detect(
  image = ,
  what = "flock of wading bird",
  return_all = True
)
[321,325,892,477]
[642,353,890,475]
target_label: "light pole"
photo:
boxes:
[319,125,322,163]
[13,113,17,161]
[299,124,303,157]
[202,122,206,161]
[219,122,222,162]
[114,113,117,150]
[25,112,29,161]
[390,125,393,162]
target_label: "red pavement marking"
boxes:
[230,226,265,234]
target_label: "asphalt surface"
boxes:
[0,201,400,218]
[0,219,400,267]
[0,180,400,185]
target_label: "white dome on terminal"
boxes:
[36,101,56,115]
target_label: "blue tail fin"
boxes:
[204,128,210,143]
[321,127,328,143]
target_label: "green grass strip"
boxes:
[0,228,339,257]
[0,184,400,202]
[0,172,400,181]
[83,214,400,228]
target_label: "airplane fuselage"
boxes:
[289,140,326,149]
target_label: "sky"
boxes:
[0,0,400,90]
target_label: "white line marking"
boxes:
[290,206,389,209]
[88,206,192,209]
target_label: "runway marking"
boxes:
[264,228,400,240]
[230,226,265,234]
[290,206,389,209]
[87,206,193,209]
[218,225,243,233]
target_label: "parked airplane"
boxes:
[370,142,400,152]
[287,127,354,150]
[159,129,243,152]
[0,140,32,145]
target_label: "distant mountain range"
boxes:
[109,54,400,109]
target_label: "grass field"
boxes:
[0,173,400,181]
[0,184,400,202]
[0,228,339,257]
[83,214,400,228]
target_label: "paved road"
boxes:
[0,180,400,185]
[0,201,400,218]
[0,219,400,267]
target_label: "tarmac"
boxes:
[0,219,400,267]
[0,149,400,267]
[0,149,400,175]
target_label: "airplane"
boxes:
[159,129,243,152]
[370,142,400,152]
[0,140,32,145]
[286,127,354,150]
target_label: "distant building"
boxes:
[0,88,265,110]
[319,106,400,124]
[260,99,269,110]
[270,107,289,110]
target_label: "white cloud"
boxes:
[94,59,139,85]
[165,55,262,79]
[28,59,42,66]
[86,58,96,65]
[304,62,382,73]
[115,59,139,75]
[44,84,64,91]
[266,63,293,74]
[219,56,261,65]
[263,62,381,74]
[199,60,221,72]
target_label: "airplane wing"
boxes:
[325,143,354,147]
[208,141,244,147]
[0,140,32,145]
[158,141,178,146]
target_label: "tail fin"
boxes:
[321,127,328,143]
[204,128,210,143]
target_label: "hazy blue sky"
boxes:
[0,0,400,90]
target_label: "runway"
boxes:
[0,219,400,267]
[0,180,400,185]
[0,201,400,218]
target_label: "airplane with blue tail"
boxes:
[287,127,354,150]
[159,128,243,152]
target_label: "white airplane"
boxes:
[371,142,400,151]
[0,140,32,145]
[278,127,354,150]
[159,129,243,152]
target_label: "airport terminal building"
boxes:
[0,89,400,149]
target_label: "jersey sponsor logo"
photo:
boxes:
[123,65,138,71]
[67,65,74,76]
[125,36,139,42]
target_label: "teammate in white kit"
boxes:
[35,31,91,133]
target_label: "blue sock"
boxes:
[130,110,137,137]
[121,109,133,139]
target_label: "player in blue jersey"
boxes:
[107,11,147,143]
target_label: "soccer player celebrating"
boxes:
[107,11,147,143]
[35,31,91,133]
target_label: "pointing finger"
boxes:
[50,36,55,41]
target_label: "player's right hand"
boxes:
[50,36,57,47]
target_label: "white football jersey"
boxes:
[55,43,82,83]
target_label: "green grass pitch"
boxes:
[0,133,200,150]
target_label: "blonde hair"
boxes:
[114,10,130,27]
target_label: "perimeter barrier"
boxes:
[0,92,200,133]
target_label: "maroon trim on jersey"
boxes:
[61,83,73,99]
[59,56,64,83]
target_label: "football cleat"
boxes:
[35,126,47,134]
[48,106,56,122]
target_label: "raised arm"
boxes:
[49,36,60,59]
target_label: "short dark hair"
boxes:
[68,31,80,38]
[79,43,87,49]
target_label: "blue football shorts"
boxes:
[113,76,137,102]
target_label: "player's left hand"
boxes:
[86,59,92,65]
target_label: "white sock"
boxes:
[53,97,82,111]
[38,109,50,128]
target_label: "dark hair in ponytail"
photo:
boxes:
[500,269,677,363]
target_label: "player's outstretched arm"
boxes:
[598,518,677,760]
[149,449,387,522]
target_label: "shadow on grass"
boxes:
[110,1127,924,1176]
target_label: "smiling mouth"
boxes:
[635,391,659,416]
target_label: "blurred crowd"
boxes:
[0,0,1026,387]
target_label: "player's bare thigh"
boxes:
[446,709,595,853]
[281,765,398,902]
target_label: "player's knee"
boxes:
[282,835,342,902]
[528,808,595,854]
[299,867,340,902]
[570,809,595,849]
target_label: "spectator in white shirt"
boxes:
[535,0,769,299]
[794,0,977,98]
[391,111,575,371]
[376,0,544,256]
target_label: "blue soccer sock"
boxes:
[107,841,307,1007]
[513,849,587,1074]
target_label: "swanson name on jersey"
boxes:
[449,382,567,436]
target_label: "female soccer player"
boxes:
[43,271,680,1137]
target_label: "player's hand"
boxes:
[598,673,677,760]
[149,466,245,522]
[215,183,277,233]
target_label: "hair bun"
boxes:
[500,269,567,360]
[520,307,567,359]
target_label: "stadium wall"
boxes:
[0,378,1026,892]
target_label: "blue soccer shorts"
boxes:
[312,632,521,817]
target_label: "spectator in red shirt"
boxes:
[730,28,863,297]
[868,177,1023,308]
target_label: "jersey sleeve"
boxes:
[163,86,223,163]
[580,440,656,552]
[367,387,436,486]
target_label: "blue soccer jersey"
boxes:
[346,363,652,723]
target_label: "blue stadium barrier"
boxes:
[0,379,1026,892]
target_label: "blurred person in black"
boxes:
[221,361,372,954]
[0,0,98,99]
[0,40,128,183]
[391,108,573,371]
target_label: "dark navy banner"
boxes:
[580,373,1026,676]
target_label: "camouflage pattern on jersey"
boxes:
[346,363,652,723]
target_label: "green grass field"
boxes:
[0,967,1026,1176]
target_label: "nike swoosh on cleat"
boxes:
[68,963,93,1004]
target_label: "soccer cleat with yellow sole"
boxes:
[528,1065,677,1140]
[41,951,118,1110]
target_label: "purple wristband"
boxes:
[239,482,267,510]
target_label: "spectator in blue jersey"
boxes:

PROBLEM:
Pull out every line of the records above that contains the string "soccer", matching case exactly.

RESPONSE FOR THIS EXERCISE:
target_label: "soccer player celebrating"
target_label: "blue soccer sock"
target_label: "female soccer player"
target_label: "blue soccer shorts"
target_label: "blue soccer jersey"
target_label: "soccer cleat with yellow sole"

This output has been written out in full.